**EXERCISE OBJECTIVE**
Every line from the line containing "Place a marker on the man's" through the final line below is to be repeated exactly; no other line is.

**STORED DATA**

________________________

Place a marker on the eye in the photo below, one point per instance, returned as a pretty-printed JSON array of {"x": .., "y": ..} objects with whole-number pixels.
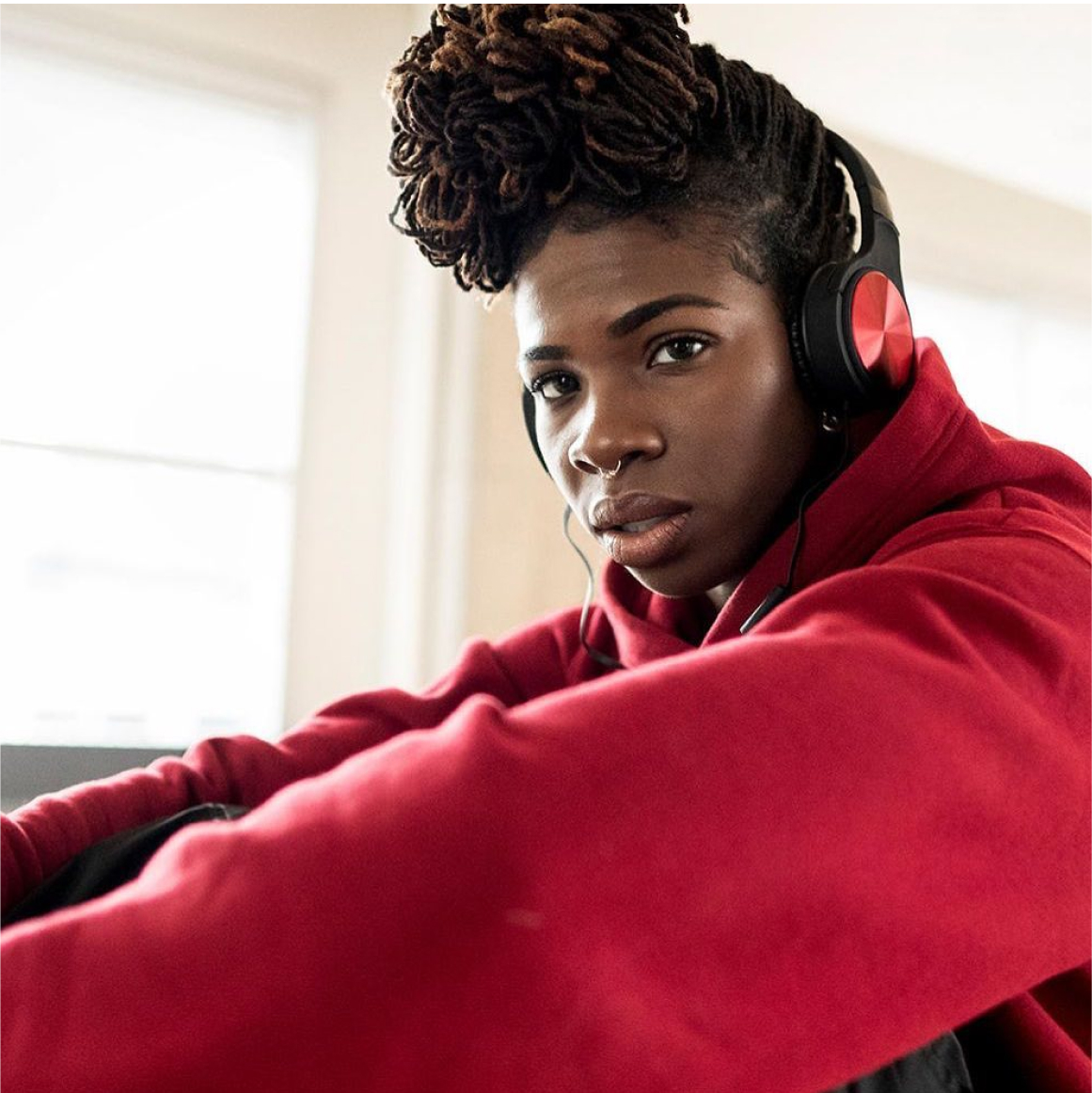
[
  {"x": 553, "y": 385},
  {"x": 678, "y": 349}
]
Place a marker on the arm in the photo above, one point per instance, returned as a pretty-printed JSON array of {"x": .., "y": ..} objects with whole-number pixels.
[
  {"x": 40, "y": 837},
  {"x": 776, "y": 863}
]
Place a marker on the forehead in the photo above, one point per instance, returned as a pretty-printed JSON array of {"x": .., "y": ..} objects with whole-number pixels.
[{"x": 594, "y": 277}]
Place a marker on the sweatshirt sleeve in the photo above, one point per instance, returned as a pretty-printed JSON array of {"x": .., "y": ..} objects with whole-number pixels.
[
  {"x": 242, "y": 769},
  {"x": 772, "y": 863}
]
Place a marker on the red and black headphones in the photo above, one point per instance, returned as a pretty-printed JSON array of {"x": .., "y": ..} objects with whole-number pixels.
[{"x": 851, "y": 342}]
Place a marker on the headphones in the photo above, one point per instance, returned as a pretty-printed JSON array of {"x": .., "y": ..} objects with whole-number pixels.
[{"x": 850, "y": 340}]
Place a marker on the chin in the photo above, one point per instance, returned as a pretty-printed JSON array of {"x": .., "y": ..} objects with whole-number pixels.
[{"x": 679, "y": 585}]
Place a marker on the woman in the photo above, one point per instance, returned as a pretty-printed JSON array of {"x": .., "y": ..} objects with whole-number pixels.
[{"x": 803, "y": 793}]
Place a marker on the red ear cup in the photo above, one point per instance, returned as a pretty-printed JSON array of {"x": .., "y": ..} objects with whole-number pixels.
[
  {"x": 880, "y": 329},
  {"x": 851, "y": 341}
]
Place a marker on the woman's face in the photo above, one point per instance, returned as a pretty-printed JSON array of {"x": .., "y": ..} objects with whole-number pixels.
[{"x": 653, "y": 358}]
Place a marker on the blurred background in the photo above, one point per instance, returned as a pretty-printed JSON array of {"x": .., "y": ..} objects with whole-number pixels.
[{"x": 256, "y": 452}]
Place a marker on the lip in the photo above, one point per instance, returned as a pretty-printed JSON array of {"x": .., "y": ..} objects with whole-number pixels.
[{"x": 640, "y": 548}]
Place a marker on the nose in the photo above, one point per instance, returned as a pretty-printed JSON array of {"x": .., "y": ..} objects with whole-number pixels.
[{"x": 615, "y": 431}]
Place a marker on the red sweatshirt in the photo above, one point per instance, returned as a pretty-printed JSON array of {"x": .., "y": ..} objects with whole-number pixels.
[{"x": 768, "y": 863}]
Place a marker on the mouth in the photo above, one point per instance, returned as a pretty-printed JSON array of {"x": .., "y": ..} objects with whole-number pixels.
[{"x": 640, "y": 531}]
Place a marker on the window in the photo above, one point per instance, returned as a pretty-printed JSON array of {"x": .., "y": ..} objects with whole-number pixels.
[{"x": 155, "y": 282}]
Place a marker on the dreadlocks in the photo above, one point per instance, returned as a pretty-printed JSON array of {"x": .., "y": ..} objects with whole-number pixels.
[{"x": 514, "y": 119}]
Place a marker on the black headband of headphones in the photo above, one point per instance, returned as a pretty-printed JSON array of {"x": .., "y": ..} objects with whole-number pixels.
[{"x": 850, "y": 338}]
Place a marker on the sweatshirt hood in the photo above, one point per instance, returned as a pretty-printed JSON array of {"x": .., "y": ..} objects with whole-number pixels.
[{"x": 929, "y": 454}]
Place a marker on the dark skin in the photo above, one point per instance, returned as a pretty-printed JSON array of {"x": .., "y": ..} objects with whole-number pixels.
[{"x": 694, "y": 400}]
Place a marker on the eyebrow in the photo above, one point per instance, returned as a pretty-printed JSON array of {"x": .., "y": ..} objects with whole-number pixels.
[{"x": 626, "y": 324}]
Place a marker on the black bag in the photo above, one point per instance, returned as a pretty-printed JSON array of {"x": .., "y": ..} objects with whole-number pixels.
[{"x": 112, "y": 863}]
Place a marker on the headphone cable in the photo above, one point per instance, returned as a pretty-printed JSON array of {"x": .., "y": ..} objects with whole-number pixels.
[{"x": 599, "y": 658}]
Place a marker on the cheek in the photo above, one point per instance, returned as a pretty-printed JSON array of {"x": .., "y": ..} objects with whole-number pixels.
[{"x": 760, "y": 436}]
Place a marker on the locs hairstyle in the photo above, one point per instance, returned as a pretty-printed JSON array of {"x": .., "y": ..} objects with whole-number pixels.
[{"x": 514, "y": 119}]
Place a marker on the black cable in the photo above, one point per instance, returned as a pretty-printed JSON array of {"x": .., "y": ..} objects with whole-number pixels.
[
  {"x": 780, "y": 593},
  {"x": 599, "y": 658}
]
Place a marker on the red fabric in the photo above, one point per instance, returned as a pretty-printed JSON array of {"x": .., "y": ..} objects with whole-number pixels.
[{"x": 773, "y": 862}]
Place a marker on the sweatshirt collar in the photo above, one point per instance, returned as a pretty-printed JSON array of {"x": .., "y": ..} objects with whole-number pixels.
[{"x": 897, "y": 478}]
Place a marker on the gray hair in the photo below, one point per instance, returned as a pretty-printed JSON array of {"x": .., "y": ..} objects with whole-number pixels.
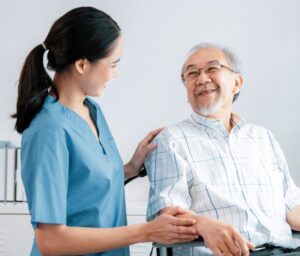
[{"x": 231, "y": 58}]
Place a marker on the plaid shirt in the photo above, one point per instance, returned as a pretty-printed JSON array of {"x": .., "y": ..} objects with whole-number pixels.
[{"x": 240, "y": 178}]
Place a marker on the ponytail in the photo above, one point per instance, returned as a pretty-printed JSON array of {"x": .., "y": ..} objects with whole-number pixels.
[
  {"x": 33, "y": 87},
  {"x": 82, "y": 33}
]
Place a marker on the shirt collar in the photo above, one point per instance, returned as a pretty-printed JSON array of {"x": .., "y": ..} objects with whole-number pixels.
[{"x": 216, "y": 125}]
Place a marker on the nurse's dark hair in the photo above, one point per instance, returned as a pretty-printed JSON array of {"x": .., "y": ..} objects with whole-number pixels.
[{"x": 82, "y": 33}]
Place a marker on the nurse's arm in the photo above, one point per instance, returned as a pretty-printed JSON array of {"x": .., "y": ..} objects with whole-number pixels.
[
  {"x": 293, "y": 218},
  {"x": 55, "y": 239}
]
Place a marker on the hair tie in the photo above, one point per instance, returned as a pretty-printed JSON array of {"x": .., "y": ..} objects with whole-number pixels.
[{"x": 44, "y": 46}]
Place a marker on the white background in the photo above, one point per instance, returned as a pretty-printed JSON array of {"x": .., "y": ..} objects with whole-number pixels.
[{"x": 158, "y": 33}]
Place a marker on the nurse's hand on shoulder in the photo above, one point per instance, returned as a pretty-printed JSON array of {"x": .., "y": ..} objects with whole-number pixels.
[
  {"x": 168, "y": 229},
  {"x": 133, "y": 167}
]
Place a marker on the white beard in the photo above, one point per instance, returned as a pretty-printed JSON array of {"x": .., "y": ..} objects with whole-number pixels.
[{"x": 212, "y": 109}]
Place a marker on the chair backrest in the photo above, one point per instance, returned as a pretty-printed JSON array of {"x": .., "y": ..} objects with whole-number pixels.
[{"x": 166, "y": 249}]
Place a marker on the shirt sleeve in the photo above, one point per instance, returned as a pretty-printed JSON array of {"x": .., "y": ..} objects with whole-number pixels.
[
  {"x": 291, "y": 191},
  {"x": 45, "y": 165},
  {"x": 168, "y": 174}
]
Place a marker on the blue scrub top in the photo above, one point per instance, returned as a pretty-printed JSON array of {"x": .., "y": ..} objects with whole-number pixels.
[{"x": 70, "y": 177}]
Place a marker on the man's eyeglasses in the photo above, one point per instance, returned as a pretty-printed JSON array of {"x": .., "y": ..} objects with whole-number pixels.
[{"x": 193, "y": 73}]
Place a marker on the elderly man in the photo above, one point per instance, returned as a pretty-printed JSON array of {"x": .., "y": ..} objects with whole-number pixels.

________________________

**REPLY TO THE EXERCISE**
Place a marker on the man's eyeglasses in the photo above, one point per instance, returned as a pretty-printed JSON array of {"x": .., "y": ..} objects with whole-number pixels.
[{"x": 193, "y": 73}]
Place a marker on the elderly man in the photo above, one point per instance, returned as a pretty-printed JSON array of {"x": .., "y": ..} objects with whole-number pixels.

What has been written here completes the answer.